Object location annotation data →
————
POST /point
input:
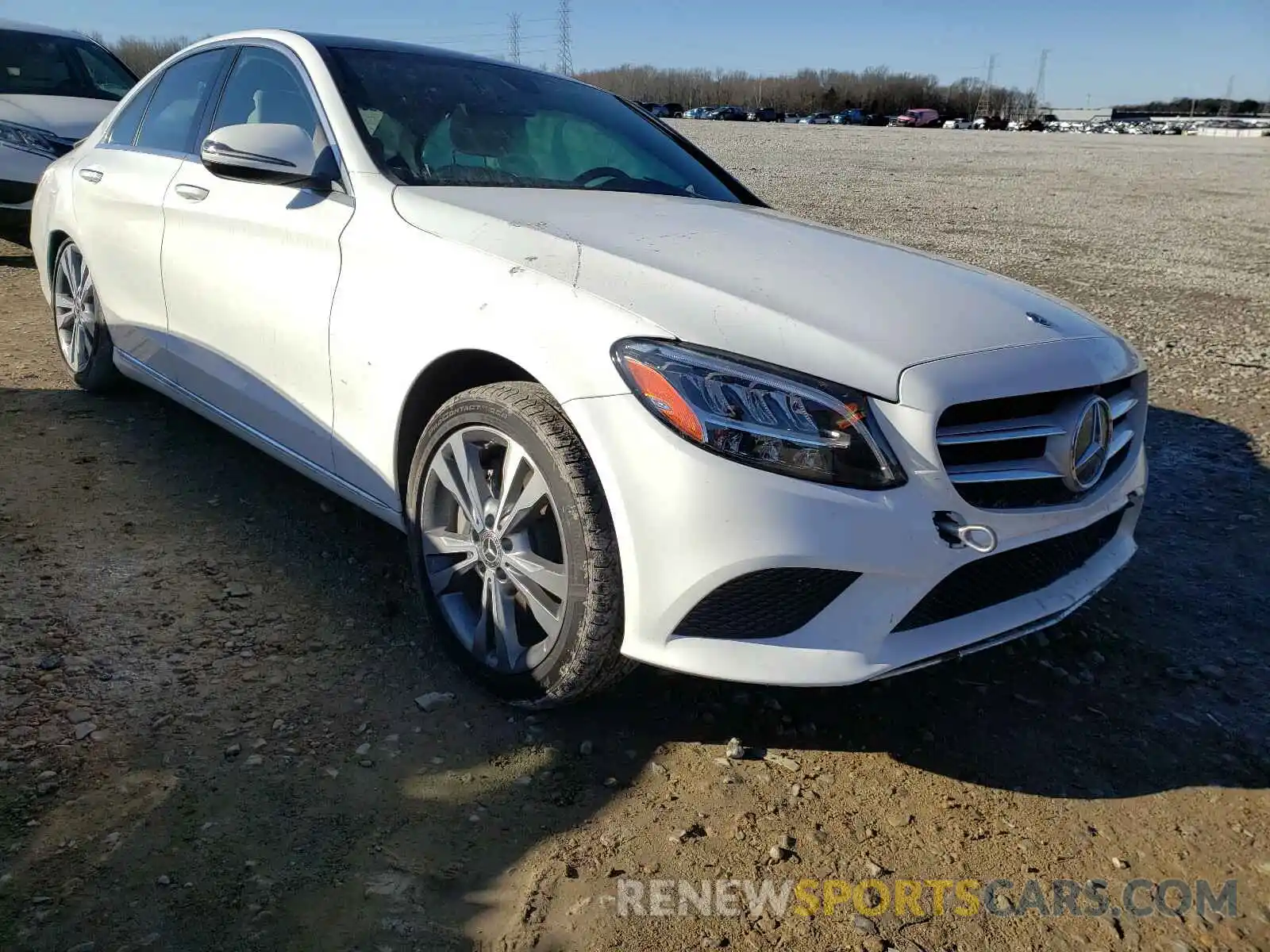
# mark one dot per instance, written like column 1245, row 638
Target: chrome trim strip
column 976, row 433
column 1122, row 404
column 997, row 473
column 1121, row 438
column 283, row 454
————
Brief →
Rewrite the material above with every "chrome trim strip" changed to "chrome molding strip" and nothing else altered. Leave the pictures out of your answer.

Final result →
POST /point
input:
# mark one dot per instance, written like column 1245, row 638
Target: chrome molding strip
column 976, row 433
column 1122, row 404
column 997, row 473
column 1121, row 438
column 283, row 454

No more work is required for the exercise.